> _INSTRUCTIONS FOR THE TASK_
Set out the listing below as a numbered list, beginning at the line that has "target | blue armchair" and stopping after the line that has "x=362, y=257". Leave out any blank lines.
━━━━━━
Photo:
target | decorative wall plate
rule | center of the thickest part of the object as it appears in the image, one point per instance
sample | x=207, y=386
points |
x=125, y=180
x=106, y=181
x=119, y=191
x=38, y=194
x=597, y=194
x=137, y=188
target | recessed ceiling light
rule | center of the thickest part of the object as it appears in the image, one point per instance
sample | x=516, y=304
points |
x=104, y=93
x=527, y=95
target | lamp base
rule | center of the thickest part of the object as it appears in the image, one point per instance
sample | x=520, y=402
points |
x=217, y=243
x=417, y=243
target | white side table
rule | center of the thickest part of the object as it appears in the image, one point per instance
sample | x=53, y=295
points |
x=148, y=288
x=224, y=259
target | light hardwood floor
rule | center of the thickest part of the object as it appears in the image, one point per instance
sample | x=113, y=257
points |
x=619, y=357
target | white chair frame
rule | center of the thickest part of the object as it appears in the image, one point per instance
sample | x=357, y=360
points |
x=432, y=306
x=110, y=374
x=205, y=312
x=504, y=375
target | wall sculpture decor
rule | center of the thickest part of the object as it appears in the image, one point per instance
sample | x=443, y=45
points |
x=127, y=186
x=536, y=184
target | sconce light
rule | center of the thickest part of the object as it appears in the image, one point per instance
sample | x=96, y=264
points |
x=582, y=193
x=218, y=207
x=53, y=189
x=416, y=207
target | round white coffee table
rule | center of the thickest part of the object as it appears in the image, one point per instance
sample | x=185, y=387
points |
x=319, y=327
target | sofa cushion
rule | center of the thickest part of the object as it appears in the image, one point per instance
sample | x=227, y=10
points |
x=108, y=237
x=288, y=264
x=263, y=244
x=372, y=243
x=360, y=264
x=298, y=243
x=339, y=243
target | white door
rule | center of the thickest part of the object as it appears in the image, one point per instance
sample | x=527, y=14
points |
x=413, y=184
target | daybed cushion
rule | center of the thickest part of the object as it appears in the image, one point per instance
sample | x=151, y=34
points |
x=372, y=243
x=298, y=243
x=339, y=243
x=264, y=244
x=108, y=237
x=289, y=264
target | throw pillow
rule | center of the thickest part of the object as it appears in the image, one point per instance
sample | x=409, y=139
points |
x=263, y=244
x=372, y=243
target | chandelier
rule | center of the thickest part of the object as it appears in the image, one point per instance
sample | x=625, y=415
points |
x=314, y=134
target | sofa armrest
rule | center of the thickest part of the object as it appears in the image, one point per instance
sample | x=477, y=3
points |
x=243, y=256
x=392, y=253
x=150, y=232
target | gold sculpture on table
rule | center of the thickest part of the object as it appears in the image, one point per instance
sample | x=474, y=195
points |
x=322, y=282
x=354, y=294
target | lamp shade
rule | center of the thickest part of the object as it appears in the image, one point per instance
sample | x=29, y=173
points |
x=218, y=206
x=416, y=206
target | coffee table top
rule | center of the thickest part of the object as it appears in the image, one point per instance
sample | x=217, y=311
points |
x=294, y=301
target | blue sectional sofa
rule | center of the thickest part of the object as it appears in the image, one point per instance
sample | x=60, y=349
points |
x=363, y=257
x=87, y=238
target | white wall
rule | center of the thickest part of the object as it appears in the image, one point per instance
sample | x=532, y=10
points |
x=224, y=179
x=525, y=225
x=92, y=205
━━━━━━
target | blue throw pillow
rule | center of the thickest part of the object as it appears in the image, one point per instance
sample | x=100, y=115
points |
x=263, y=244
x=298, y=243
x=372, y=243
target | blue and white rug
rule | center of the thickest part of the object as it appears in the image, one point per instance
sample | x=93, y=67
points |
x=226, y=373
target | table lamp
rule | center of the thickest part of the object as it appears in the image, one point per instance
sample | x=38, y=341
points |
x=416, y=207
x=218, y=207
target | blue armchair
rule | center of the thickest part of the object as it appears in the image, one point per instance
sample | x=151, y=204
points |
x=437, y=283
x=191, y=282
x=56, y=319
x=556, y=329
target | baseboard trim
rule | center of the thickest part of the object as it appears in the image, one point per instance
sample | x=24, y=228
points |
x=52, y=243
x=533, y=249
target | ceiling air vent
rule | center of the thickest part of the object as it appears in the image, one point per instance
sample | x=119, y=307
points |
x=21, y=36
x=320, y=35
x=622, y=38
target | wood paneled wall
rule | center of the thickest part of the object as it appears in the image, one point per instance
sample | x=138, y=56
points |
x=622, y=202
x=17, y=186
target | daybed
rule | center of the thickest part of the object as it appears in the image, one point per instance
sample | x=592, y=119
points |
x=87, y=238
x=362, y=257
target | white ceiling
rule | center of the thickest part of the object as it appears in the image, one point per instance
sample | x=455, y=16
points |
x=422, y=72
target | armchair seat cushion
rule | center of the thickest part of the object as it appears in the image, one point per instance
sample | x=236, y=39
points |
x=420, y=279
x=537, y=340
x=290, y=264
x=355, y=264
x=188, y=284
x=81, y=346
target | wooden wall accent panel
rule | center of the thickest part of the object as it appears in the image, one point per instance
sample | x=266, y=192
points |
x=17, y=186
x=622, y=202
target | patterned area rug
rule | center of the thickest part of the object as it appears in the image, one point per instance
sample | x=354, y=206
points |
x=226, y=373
━━━━━━
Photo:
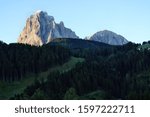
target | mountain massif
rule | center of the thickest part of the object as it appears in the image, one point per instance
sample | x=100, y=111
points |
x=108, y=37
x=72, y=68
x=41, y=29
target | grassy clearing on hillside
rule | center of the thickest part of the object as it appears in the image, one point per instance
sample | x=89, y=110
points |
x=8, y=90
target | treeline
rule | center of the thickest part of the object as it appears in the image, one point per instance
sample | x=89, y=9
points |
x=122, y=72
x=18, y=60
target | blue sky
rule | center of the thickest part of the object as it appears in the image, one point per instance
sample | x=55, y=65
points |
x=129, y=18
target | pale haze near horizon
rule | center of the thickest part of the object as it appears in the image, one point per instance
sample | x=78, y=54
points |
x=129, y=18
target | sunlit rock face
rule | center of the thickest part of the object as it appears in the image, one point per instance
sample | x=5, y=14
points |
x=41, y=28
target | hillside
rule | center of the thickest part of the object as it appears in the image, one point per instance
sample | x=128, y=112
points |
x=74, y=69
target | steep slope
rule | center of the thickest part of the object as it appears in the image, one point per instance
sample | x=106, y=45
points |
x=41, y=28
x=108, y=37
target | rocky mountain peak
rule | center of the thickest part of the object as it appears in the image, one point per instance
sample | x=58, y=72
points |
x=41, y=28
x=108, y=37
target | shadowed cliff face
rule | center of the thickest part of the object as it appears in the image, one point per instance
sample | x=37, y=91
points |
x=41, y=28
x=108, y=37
━━━━━━
> _THE ANSWER_
1. target | blue armchair
2. rule | center of the thickest part of the object as it appears in the image, one point per instance
3. sample | x=151, y=204
4. points |
5. x=437, y=283
6. x=191, y=282
7. x=56, y=319
8. x=556, y=329
9. target | baseboard trim
10. rule | center of the thickest part of the object as it appears in the image, one point per instance
11. sample | x=24, y=228
12. points |
13. x=52, y=243
14. x=533, y=249
15. target | ceiling air vent
16. rule | center of the thickest part of the object as it appears in the image, one point per instance
17. sample | x=119, y=307
18. points |
19. x=21, y=36
20. x=320, y=35
21. x=622, y=38
22. target | wood paneled wall
23. rule | center of the thickest part of the object as it appears in the image, one point per instance
24. sample | x=138, y=56
25. points |
26. x=622, y=202
27. x=17, y=186
28. target | daybed
29. rule | center of the thickest part of the object as it appears in the image, one point per instance
30. sample | x=592, y=119
31. points |
32. x=87, y=238
33. x=362, y=257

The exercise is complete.